------ MATERIAL

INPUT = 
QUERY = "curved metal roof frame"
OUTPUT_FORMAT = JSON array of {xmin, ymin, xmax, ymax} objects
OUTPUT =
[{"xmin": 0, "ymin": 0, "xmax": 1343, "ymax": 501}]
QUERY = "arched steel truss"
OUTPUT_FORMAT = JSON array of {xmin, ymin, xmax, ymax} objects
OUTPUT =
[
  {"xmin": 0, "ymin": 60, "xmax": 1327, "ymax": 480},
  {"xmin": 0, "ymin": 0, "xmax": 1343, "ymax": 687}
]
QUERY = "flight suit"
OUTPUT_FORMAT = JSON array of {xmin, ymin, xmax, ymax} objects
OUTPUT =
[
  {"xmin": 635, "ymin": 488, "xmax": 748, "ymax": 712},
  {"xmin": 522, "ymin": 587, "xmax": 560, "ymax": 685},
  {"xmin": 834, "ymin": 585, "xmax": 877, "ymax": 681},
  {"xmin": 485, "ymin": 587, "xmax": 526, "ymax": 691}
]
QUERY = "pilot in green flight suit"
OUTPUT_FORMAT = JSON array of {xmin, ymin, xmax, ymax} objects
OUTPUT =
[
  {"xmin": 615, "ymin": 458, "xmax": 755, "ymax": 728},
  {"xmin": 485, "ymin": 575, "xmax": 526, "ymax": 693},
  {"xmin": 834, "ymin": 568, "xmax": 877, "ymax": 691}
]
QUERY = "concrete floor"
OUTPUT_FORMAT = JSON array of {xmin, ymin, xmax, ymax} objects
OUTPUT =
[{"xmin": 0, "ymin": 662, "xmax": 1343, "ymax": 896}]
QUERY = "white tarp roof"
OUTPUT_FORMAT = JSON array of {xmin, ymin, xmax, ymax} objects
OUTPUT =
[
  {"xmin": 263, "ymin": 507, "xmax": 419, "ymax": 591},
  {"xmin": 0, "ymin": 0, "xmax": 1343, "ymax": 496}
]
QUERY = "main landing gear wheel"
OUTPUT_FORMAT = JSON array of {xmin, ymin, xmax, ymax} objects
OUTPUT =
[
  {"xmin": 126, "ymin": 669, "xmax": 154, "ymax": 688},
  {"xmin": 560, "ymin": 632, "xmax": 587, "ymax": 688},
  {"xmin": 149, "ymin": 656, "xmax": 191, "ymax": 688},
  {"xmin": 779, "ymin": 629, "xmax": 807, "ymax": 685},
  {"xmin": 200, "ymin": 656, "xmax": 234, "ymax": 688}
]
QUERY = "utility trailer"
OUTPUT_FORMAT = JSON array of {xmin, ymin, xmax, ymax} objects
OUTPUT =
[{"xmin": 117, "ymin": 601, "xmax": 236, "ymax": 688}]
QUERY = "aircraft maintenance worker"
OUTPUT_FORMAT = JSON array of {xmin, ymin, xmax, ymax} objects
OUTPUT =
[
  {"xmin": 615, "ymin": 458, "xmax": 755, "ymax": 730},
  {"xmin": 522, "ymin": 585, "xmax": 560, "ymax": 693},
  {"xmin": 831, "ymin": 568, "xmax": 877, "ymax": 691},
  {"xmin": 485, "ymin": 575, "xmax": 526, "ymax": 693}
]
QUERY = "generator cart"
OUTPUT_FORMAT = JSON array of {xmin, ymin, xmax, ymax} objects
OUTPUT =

------------

(GOAL OF THE EXERCISE)
Identify each line in the items above that holds the word "suit" and copy those lines, treating case as significant.

(EXPECTED ANSWER)
QUERY = "flight suit"
QUERY = "pilot in green flight suit"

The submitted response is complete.